- **What you need to do**
[A] Count the lines in the listing that contain the string "food", and give only that number.
[B] Please carry on the passage about staffing in information commons, starting after its final sentence.

-- begin Text provided --

Information commons staff typically are located at service desks. Some information commons have a service desk jointly staffed by library and IT staff; others have separate desks for library services, IT services, and those other services housed in the information commons (such as a career center or writing center). Staff of the various units often offer the same types of services they offered prior to the information commons; they do not take advantage of the new configuration to rethink their services or staffing patterns. Two innovative facilities?Dartmouth and Georgia Tech?have altered staffing by hiring students and giving them intensive training by partner units. Dartmouth consolidated its library, IT services, and writing center in one facility. At Georgia Tech, the library and IT units provide intensive multimedia creation training to graduate students who then assist other students in a heavily used service. An increasing number of institutions probably will draw on the talents of their students to deliver services in the information commons. The types of services developed by Dartmouth and Georgia Tech accomplish a number of things:
- They leverage the colocation of various units by providing new services that take advantage of the combined talents and expertise of each professional group.
- They use peers whom students are more likely to approach with questions.
- Services can be offered during more hours of the day due to the willingness of students to work later hours than most staff.
One area for additional collaboration is for information technologists and librarians to work more closely with teaching and learning center staff housed in the information commons. The opportunity for enhancing the curriculum through the combined knowledge of these groups is great.

-- end Text provided --
-- begin Record list --

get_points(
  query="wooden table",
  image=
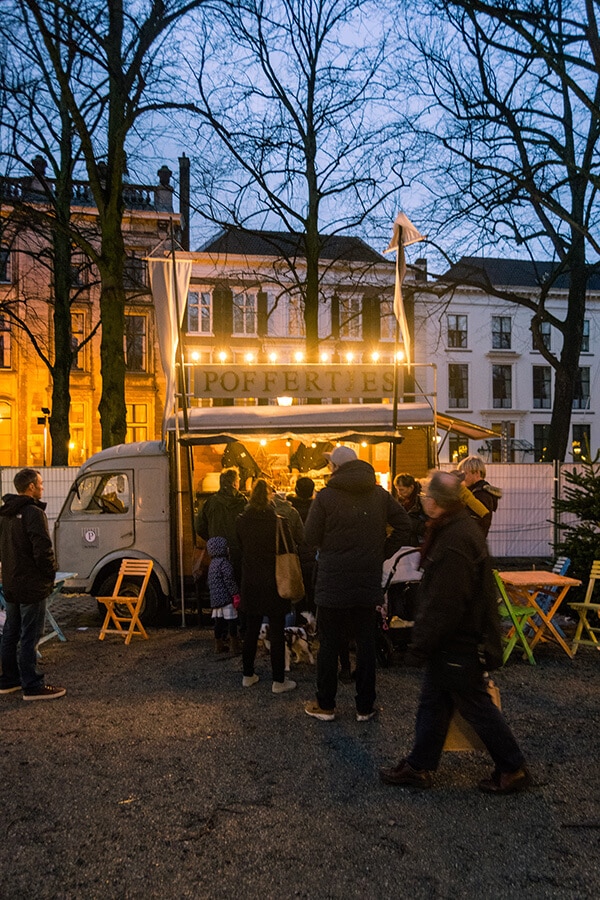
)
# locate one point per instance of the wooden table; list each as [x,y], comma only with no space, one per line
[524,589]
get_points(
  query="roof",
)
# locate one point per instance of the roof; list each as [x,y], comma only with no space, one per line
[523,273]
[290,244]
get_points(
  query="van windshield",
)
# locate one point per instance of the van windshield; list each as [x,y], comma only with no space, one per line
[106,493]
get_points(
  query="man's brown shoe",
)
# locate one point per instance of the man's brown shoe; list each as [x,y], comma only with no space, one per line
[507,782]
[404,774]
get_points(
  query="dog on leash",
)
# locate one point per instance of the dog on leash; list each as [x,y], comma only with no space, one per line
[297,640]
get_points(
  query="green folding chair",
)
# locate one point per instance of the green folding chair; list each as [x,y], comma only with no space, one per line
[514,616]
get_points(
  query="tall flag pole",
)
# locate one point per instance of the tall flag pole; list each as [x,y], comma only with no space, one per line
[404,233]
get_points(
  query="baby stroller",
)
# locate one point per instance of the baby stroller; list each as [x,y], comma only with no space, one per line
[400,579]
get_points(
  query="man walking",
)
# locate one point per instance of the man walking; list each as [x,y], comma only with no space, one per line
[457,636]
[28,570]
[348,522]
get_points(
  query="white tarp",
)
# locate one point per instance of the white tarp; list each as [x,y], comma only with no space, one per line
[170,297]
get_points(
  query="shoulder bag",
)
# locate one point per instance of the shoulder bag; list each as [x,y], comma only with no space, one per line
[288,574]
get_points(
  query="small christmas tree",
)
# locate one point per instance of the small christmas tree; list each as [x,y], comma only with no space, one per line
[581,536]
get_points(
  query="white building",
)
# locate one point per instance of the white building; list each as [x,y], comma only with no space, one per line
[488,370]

-- end Record list --
-- begin Record list --

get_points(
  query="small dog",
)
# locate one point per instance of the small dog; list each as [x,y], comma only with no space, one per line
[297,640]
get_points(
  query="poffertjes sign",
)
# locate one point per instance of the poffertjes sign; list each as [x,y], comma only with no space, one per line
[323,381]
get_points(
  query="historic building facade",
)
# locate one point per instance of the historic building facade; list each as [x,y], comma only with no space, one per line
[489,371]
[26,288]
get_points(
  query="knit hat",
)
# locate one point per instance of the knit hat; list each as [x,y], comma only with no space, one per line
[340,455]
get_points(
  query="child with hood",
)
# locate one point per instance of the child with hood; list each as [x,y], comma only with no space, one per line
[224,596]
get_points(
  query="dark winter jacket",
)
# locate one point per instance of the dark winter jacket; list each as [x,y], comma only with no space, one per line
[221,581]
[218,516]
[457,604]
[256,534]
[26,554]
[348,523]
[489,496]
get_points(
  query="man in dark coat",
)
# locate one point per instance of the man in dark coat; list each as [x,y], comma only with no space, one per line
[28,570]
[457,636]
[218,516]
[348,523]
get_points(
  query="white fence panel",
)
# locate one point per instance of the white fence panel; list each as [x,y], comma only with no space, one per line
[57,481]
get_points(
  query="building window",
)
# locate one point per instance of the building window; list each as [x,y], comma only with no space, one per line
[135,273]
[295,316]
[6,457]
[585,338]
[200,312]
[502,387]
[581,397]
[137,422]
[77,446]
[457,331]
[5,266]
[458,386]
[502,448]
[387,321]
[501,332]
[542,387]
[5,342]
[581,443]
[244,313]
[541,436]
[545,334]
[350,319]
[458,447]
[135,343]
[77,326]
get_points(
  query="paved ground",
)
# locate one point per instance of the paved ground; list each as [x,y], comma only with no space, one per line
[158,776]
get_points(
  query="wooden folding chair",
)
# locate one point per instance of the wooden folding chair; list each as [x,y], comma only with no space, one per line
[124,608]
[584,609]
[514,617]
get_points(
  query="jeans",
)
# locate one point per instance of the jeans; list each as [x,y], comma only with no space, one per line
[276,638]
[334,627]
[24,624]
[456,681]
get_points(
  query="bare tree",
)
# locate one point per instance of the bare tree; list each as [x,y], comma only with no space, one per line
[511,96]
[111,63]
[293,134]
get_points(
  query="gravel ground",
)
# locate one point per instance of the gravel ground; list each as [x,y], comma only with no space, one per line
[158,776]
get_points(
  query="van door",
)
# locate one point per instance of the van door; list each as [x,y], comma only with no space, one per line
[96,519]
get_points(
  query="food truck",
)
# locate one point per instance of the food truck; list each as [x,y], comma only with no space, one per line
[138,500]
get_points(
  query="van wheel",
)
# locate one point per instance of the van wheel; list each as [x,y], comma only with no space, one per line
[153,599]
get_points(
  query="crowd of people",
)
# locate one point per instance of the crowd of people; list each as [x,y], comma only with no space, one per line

-- end Record list --

- **Responses in order**
[A] 2

[B]
Flexibility is the key consideration in choosing furniture for an information commons. As technology-oriented facilities, they need to change as student use patterns change. For example, the need for fixed workstations rather than tables where students can plug in their own laptops is shifting on many campuses. Soon students may adopt smaller devices such as notebook computers and cell phones, with implications for furniture configuration. Most information commons furniture has wheels for easy mobility. Generally, a mix of desk-style furniture and soft, comfortable seating is desirable. Some information commons include diner-style booths for small groups or areas with beanbag chairs for informal seating. Furniture that allows privacy for small groups while providing a means for people to see above barriers is desirable. Portable whiteboards, used in only a few information commons, might be more widely adopted for sharing information and defining group space in an open area. (See Figure 4.)
Figure 4. Diner-Style Seating at University of Nevada Las Vegas Library
Courtesy of Joanne Henning
Users of the information commons will continue to want wireless network connections for convenience. Sometimes they will need wired Internet connections for specific applications or when wireless connectivity becomes saturated. In addition, power outlets should be ubiquitous so that students can plug in their multiple devices.
Hardware and software choices should be left until the last possible moment before opening an information commons in order to ensure purchase of the latest versions. Will hardware be standardized? Will the same software be loaded onto each machine, or will some have unique software, such as GIS? Many information commons have lending services for laptops, digital and video cameras, and other devices.
In the future, information commons may provide 3D visualization labs, where streams of data are combined to illustrate research concepts. Having a shared institutional resource in the library increases its value to the organization,13 as not every department can support this type of high-end facility or provide trained staff to operate it. Visualization is becoming increasingly important in many of the sciences as well as in business and the humanities.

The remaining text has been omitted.